What this task involves >>
Restate, word for word, each record that follows.

(Data records)

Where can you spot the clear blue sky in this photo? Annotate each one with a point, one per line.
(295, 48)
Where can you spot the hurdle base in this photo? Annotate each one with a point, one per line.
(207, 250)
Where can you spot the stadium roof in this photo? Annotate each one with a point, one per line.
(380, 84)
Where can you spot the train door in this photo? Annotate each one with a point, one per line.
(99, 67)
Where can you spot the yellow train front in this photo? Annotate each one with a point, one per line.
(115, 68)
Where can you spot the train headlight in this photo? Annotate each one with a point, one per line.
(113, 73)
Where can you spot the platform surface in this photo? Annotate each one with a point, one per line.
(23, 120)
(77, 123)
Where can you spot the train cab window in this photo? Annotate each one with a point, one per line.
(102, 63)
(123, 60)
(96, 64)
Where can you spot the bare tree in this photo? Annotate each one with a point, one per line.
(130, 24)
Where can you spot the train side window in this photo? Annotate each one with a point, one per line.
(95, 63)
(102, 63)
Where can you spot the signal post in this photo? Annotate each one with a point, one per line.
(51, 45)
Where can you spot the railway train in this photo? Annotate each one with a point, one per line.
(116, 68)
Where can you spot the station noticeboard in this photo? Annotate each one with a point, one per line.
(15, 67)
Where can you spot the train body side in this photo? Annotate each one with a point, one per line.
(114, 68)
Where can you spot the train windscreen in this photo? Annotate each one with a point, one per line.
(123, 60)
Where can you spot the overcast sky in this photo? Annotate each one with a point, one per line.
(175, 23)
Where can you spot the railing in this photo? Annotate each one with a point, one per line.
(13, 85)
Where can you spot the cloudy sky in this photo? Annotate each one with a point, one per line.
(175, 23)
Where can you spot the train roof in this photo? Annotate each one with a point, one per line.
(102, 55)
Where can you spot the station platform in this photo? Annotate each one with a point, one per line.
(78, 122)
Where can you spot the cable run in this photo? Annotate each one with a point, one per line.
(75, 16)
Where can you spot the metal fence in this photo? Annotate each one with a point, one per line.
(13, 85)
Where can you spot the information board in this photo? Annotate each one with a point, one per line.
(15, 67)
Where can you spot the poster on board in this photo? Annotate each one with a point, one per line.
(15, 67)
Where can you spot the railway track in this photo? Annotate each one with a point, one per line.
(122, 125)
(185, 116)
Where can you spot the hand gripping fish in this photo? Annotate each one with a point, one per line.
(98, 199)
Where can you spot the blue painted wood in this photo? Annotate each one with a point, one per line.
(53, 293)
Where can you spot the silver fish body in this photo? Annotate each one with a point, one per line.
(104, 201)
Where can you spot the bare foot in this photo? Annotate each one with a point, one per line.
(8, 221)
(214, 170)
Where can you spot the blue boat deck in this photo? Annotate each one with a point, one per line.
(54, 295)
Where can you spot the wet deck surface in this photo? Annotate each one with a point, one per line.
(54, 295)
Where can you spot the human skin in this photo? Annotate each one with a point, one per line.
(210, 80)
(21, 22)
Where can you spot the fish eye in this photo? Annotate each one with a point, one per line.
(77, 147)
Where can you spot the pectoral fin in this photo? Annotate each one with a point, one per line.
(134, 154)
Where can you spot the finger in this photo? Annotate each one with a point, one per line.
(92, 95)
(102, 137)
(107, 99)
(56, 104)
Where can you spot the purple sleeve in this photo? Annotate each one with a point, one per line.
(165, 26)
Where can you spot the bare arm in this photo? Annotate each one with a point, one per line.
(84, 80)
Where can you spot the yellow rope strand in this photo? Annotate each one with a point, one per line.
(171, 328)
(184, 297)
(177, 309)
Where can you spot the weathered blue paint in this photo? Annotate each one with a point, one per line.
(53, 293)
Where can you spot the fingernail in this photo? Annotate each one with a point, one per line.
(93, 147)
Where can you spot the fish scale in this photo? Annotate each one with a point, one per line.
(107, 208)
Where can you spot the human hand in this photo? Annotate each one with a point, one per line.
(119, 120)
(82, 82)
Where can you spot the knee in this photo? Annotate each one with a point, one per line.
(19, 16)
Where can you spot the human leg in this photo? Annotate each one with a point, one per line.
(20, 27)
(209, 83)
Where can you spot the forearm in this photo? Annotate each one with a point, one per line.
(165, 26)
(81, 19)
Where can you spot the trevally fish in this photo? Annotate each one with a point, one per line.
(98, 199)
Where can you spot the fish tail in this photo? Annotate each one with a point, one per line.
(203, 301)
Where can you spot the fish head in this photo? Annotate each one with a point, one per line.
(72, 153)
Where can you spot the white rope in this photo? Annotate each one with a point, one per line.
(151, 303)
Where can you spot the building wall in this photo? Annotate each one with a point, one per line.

Output of the exercise >>
Where can you spot the clear blue sky in this photo? Annotate each one with a point, one per line.
(295, 48)
Where can you spot the hurdle base in this photo? Annotate each one with a point, one per line.
(207, 250)
Where can you spot the stadium roof in this photo? Annotate each one with a point, one per line.
(380, 84)
Where can you spot the train door in this photo? Annotate each one with a point, one per line.
(99, 67)
Where can you spot the yellow train front in this photo? Annotate each one with a point, one per line.
(115, 68)
Where can you spot the train headlight in this photo? Annotate each one with a point, one per line.
(113, 73)
Where can you spot the platform surface in this photo? Annotate each one with a point, one per line.
(23, 120)
(77, 123)
Where can you spot the train cab window in this photo? Annotate each one with a point, one per line.
(102, 63)
(123, 60)
(96, 64)
Where can you spot the bare tree in this photo? Annotate each one with a point, one per line.
(130, 24)
Where can you spot the train side window in this photo? Annotate each one with a point, one per line.
(95, 63)
(102, 63)
Where can you spot the signal post in this photo? Annotate each one with a point, one per line.
(51, 45)
Where can you spot the railway train in this photo? Annotate each one with a point, one per line.
(116, 68)
Where can you spot the station noticeboard in this photo? Annotate each one with a point, one per line.
(15, 67)
Where can you spot the train body side in this photo? Annotate each one with a point, one per line.
(114, 68)
Where can you spot the train windscreen in this photo? Annotate each one with a point, one per line.
(123, 60)
Where can you spot the overcast sky in this photo? Annotate each one with a point, one per line.
(175, 23)
Where can you spot the railing in this photo? Annotate each one with a point, one per line.
(13, 85)
Where can you spot the cloudy sky in this photo? Annotate each one with a point, one per line.
(175, 23)
Where can you spot the train roof in this photo? Annotate each one with a point, one per line.
(102, 55)
Where can you spot the station platform in this photo? Annotate each one with a point, one per line.
(78, 122)
Where can you spot the cable run in this photo? Annotate each one with a point, one per line.
(75, 16)
Where can you spot the metal fence in this photo? Annotate each one with a point, one per line.
(13, 85)
Where can you spot the information board in this photo? Annotate each one with a point, one per line.
(15, 67)
Where can you spot the poster on board in this photo? Annotate each one with a point, one per line.
(15, 67)
Where can you spot the railway track in this photo? Annotate each one with a point, one per line.
(122, 125)
(185, 116)
Where can you spot the hand gripping fish in this photo? Annotate each one with a point, one per line.
(98, 199)
Where can you spot the blue painted wood in this photo? Annotate each one with a point, one per line.
(53, 293)
Where can you spot the silver fish body in this photo? Annotate each one with a point, one per line.
(104, 201)
Where can you spot the bare foot in this photo? Annotate each one with a point, one per line.
(8, 221)
(214, 170)
Where can you spot the blue boat deck in this photo? Annotate each one with a point, one per line.
(54, 295)
Where can you spot the wet deck surface in this photo? Annotate each one with a point, one per line.
(54, 295)
Where can you spot the human skin in this photo? Annotate each one with a point, one per line.
(210, 80)
(21, 22)
Where can you spot the fish eye in this photo? Annotate each one with a point, one per line.
(77, 147)
Where can you spot the pectoral fin in this photo? Annotate each one with a point, one per line.
(134, 154)
Where can you spot the finger in this photo? Annotate each one with a point, one per line.
(92, 95)
(102, 137)
(107, 99)
(56, 104)
Where can you spot the purple sleeve in this photo? Annotate each one with a point, one per line.
(165, 26)
Where can you spot the bare arm in this photo? Annotate each one with a point, one per line.
(84, 80)
Where can you spot the yellow rope strand in this photo? Annotate each one with a point, one per line.
(171, 328)
(184, 297)
(177, 309)
Where can you spot the weathered blue paint in this photo? Annotate each one with a point, one per line.
(53, 293)
Where can you spot the fingernail in this photo? Annotate each one with a point, one per line.
(93, 147)
Where can you spot the fish scale in this photo? Annotate each one with a point, one per line.
(107, 208)
Where can you spot the human hand in this photo? Annotate each one with a point, one per line.
(119, 120)
(82, 82)
Where can you spot the knee in this photo? Annotate each one with a point, one per line.
(19, 16)
Where can you spot the human leg in this photo? Annotate each one with a point, one per line.
(20, 27)
(209, 83)
Where can you spot the forearm in this photo? Annotate each one with a point, one per line.
(165, 26)
(81, 19)
Where can you spot the trevally fish in this photo? Annotate each one with a point, one per line.
(98, 199)
Where can you spot the fish tail in this photo? Annotate each one with a point, one per line.
(203, 301)
Where can you spot the fish head in this photo? Annotate each one with a point, one per line.
(72, 153)
Where can you spot the white rope in this photo? Annotate each one with a point, one per line.
(151, 303)
Where can you spot the building wall in this photo? Annotate each one with a point, one per line.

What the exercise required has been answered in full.